Short task: Find every line in the listing below that contains the string "each" and copy those lines in full. The match is case-sensitive.

Dataset entries:
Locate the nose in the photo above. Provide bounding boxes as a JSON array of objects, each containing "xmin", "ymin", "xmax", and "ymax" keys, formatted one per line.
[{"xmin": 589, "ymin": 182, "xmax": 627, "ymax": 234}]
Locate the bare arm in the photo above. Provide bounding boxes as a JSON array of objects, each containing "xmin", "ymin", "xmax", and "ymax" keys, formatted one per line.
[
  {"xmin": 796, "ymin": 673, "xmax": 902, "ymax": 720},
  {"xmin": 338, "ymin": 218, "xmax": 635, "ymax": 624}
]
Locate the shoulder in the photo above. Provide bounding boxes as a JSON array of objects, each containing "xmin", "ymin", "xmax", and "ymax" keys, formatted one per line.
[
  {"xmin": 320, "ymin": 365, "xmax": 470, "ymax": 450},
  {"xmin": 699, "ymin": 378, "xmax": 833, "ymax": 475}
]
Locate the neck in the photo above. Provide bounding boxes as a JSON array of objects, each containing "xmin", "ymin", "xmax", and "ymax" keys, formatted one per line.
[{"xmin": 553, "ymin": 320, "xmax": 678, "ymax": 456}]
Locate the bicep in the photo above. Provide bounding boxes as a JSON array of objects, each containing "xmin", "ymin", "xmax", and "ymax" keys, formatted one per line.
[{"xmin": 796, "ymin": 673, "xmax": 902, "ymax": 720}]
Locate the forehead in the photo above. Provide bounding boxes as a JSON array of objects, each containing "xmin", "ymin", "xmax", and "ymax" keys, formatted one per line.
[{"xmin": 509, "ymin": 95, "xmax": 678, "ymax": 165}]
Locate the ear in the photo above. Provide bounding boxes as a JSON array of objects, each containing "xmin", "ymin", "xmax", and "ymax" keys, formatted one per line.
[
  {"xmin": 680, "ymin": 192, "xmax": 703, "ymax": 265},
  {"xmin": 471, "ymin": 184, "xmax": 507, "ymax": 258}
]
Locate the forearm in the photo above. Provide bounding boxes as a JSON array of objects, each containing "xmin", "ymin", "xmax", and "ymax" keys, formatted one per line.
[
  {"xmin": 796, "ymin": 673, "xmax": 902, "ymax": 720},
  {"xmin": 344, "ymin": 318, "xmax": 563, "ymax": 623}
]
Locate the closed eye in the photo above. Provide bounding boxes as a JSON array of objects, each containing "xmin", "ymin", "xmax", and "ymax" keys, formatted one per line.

The result:
Locate the nose in the photo above. Provide bounding boxes as a JSON array of objects, each containing "xmin", "ymin", "xmax", and "ymax" keys, formatted one per line.
Locate the bare arm in the photo above. Provide bounding boxes as a JSON array of objects, each containing "xmin", "ymin", "xmax", and "ymax" keys, formatted one per line.
Locate the shoulder in the photo above. Provide bounding boxes as a JSON array of objects, each containing "xmin", "ymin", "xmax", and "ymax" keys, formatted one per line.
Locate the neck in the photo above. Provide bounding boxes as a JSON array of objects, each containing "xmin", "ymin", "xmax", and "ymax" keys, formatted one per line.
Locate the bicep in the photo above. Provide bounding boxes as a JSON array of objects, each containing "xmin", "ymin", "xmax", and "ymax" keys, formatted one per line.
Locate the forehead in the photo above. Provide bounding boxes as a JSON array of objects, each containing "xmin", "ymin", "xmax", and "ymax" keys, formatted one per line.
Locate the ear in the photo above. Provide bounding boxes as a JSON array of objects, each containing "xmin", "ymin", "xmax", and "ymax" keys, formatted one per line.
Locate the forearm in the photo above. Provide bounding boxes as a JSON array of objects, each containing "xmin", "ymin", "xmax", and "ymax" keys, formatted one per line.
Locate the closed eye in the photo above. Provide bounding boxes as a JSON array of objects, each containing "xmin", "ymin", "xmax", and "ymax" keys, formatted one per line.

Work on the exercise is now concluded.